[Dataset entries]

========================================

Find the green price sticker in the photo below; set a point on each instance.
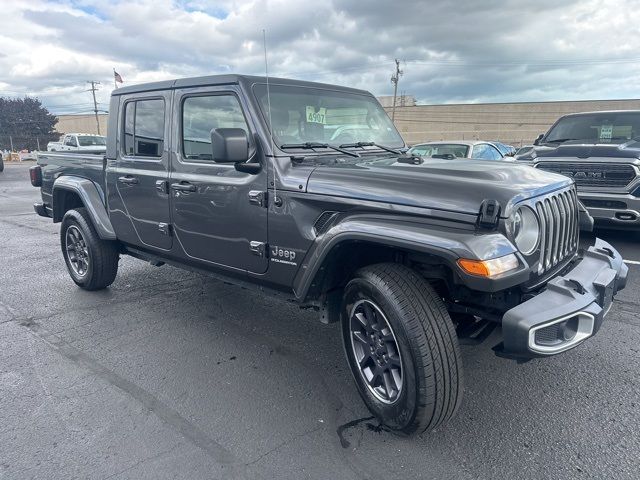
(319, 116)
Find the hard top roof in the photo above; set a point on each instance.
(246, 80)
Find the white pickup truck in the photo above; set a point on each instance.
(84, 142)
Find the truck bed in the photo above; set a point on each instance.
(86, 165)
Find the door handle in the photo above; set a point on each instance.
(129, 180)
(183, 187)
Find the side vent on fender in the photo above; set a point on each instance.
(323, 222)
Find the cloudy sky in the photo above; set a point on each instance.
(451, 51)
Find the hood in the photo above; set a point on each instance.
(454, 185)
(629, 150)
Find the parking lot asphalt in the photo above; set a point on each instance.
(170, 374)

========================================

PROBLEM REQUIREMENTS. Every line above should be returned word for word, with the pictures left behind.

SOLVED PROBLEM.
Find the green price sticker in the photo below; set a point on each instance.
(319, 116)
Find the hard top roof in the photo above; set a point on each instance.
(246, 80)
Find the white pickup truck in the photo above; set a point on each instance.
(84, 142)
Find the truck bed in the photo above; set a point on each instance.
(86, 165)
Find the door handle in the photo above; set a point on each instance.
(129, 180)
(183, 187)
Find the side vent on fender in the photo above; set a point on each instance.
(323, 222)
Find the cloudy sky in the photo above; set a point on each instance.
(451, 51)
Find the hood in the photo above; set a point on each instance.
(454, 185)
(629, 150)
Find the parking lot asphalt in the photo above; set a point on each instance.
(170, 374)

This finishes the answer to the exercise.